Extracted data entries
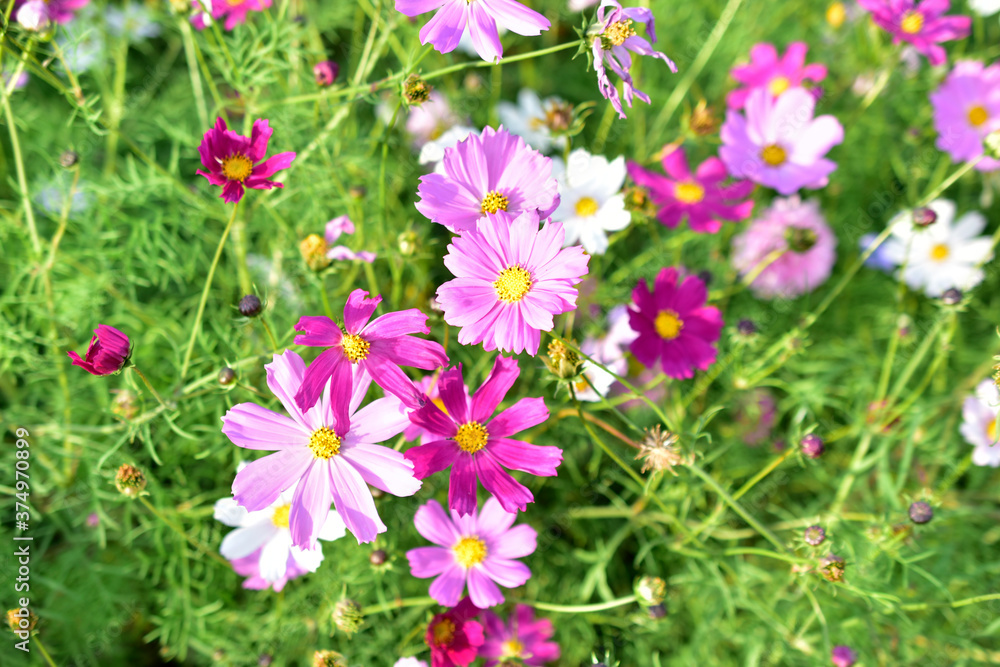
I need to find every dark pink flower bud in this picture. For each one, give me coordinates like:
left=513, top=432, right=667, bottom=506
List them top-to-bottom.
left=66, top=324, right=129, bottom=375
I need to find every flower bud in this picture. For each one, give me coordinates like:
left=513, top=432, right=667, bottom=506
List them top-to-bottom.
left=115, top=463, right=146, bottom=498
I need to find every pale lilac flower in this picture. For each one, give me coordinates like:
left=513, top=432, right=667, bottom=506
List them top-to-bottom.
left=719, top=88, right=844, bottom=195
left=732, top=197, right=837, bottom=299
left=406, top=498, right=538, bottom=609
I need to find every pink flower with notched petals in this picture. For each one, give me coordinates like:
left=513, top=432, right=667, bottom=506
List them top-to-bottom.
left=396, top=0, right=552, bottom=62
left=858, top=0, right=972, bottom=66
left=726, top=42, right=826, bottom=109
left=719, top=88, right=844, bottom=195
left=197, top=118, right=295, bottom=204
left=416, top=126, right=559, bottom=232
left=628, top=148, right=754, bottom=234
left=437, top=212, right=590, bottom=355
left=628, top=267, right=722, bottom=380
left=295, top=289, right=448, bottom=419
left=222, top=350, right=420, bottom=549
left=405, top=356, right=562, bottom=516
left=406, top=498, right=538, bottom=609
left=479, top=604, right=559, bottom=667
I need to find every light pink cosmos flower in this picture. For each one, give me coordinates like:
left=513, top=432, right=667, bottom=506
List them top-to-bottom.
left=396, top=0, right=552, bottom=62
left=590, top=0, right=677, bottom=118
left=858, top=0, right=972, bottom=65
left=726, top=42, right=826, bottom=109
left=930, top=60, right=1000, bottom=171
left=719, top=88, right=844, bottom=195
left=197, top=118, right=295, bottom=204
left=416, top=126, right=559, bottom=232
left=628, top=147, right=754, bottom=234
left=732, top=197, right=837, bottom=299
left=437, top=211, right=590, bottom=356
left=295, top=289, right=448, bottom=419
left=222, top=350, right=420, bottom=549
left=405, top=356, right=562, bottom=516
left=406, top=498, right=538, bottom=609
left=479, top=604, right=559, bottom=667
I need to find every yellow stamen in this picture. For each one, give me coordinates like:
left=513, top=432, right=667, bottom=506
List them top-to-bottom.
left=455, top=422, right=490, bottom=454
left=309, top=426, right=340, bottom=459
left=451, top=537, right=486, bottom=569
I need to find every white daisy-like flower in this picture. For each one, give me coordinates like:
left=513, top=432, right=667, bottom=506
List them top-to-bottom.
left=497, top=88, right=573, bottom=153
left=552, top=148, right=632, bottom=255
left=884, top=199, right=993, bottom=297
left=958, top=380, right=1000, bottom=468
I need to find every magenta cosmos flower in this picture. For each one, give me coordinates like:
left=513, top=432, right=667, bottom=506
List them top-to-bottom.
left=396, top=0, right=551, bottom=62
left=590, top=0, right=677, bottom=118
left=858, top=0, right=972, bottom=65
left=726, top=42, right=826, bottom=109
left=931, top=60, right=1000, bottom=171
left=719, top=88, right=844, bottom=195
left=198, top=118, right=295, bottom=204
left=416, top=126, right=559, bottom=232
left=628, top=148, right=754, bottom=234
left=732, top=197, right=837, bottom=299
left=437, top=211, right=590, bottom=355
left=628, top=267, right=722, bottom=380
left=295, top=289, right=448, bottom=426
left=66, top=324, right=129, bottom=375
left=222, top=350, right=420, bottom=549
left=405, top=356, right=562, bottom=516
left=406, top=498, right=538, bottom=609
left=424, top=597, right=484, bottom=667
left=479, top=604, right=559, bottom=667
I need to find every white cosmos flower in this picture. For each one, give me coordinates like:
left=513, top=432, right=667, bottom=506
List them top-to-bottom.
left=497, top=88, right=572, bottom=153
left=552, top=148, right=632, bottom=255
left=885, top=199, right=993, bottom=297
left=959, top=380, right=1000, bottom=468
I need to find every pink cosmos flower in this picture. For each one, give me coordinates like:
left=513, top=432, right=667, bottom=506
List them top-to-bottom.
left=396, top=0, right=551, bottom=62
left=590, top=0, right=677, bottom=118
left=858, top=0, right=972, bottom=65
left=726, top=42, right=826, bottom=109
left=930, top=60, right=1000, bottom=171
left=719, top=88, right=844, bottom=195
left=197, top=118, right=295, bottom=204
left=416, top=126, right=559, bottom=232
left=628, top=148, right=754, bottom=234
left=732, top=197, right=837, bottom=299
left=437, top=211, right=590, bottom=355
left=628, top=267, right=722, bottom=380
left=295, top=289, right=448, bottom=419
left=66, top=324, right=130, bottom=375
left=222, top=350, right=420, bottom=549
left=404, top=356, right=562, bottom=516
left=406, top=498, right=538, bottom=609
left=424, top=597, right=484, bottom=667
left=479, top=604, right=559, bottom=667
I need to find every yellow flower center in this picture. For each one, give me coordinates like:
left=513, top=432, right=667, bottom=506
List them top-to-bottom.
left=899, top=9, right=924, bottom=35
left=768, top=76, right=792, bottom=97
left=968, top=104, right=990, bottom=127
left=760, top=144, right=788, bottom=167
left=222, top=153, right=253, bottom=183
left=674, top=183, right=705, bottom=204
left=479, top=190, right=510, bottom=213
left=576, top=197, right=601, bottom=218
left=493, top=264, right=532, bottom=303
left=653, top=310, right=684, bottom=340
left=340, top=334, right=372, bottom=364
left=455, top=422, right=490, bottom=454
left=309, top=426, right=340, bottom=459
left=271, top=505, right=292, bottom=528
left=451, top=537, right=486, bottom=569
--
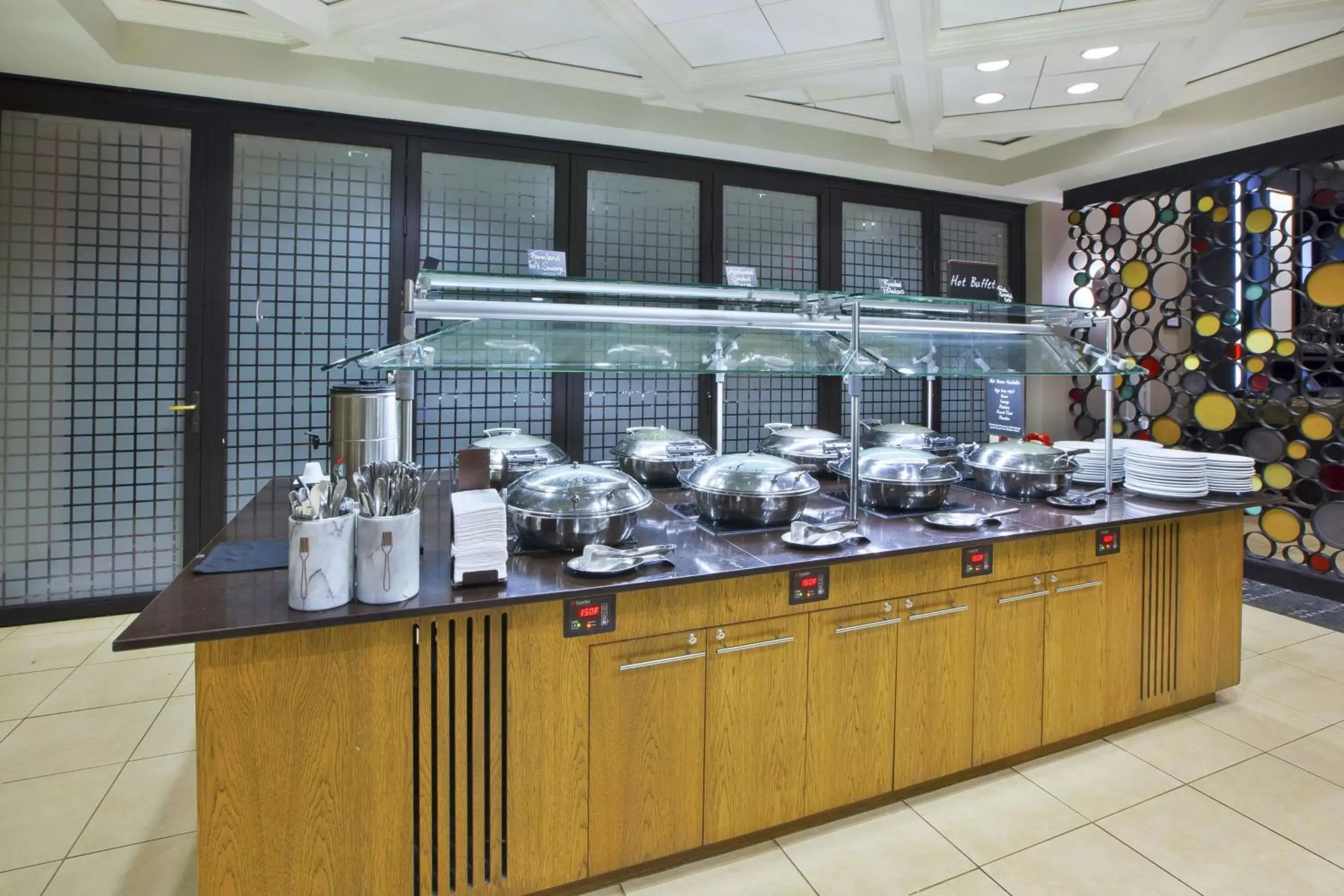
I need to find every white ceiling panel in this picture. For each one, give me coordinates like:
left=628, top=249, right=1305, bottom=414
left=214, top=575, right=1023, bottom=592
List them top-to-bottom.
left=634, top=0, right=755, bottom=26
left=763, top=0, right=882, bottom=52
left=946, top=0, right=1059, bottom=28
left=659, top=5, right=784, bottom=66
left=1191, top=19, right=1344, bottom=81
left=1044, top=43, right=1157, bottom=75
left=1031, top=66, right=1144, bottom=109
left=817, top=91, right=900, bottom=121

* [What is required]:
Convert the data from the line holding "I need to find every white ceiling" through the line holding "left=817, top=91, right=900, bottom=121", inclusive, into a Markdown table. Use a Row column to number each line and an Entry column for the line itself, and skip any blank lines.

* [Answer for this exercise]:
| Row | Entry |
|---|---|
| 1 | I need to find every white ceiling panel in this picture. For each one, give me coordinates like: |
| 2 | left=628, top=249, right=1305, bottom=414 |
| 3 | left=214, top=575, right=1023, bottom=592 |
| 4 | List them top-to-bottom. |
| 5 | left=634, top=0, right=755, bottom=26 |
| 6 | left=763, top=0, right=882, bottom=52 |
| 7 | left=946, top=0, right=1059, bottom=28 |
| 8 | left=659, top=5, right=784, bottom=66 |
| 9 | left=1191, top=19, right=1344, bottom=81 |
| 10 | left=1044, top=43, right=1157, bottom=75 |
| 11 | left=1031, top=66, right=1144, bottom=109 |
| 12 | left=817, top=91, right=900, bottom=121 |